--- start of GIVEN RECORDS ---
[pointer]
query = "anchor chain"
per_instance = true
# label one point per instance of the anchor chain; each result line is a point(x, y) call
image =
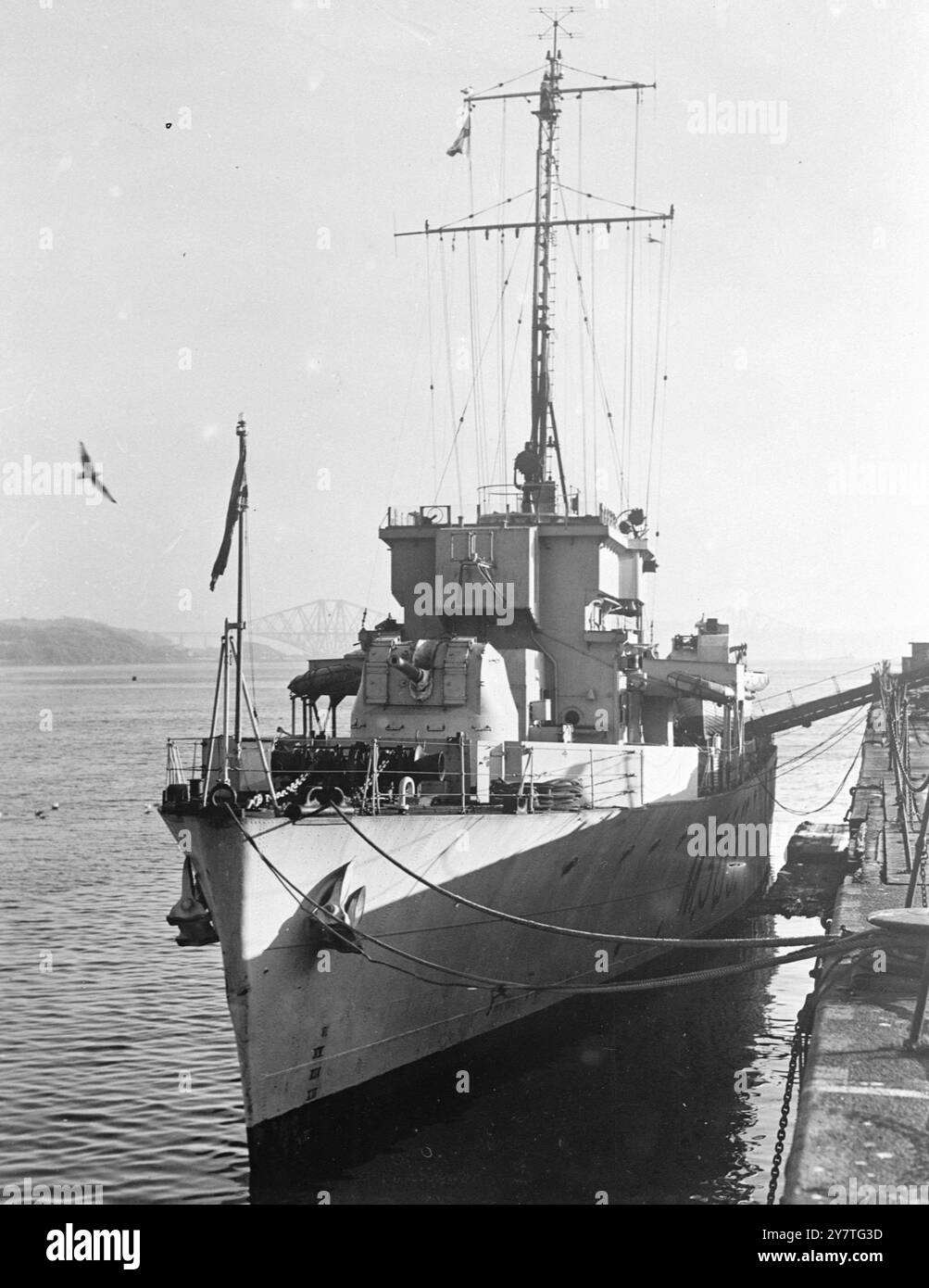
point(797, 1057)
--- end of GIVEN RECORDS ---
--- start of GIVEN RECORDS ---
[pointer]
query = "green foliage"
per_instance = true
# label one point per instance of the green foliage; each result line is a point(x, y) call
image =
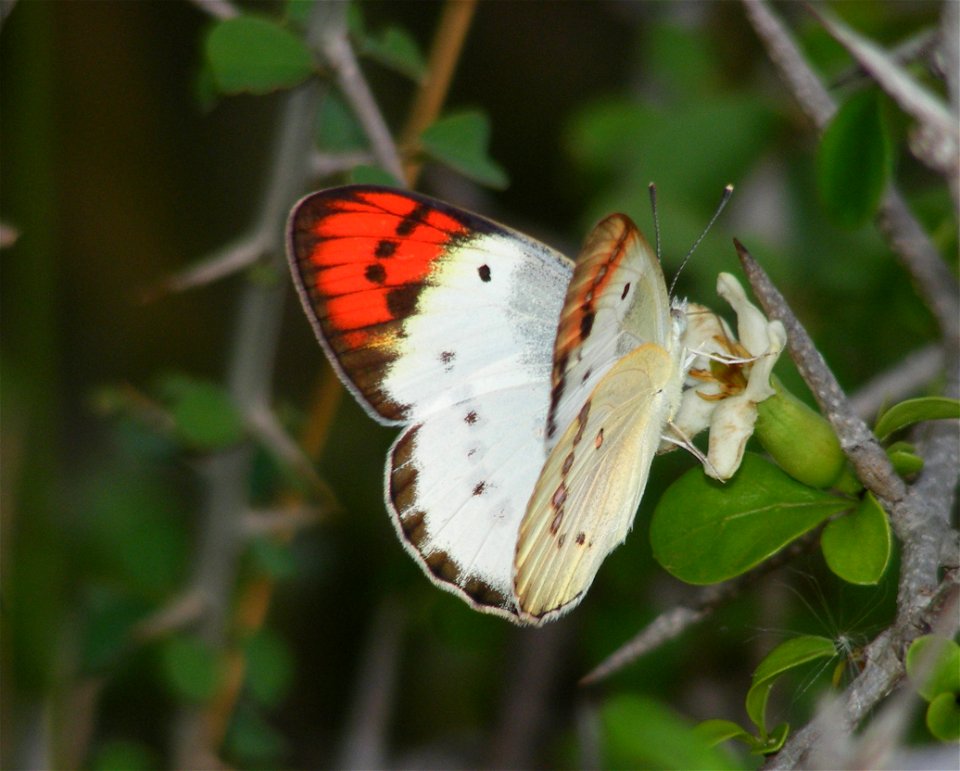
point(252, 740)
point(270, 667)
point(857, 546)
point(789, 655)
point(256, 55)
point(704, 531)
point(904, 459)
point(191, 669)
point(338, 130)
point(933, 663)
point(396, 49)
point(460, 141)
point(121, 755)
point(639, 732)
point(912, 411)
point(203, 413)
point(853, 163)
--- end of GIVEN RECORDS ---
--- start of GIVEN RECORDS ---
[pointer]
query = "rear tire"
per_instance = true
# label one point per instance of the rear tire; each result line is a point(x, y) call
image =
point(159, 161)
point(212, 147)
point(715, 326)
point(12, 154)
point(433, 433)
--- end of GIVEN RECORDS ---
DESCRIPTION OF THE TASK: Count the rows of the material above that contain the word "line", and reply with only the number.

SOLUTION TO THE EXERCISE: 3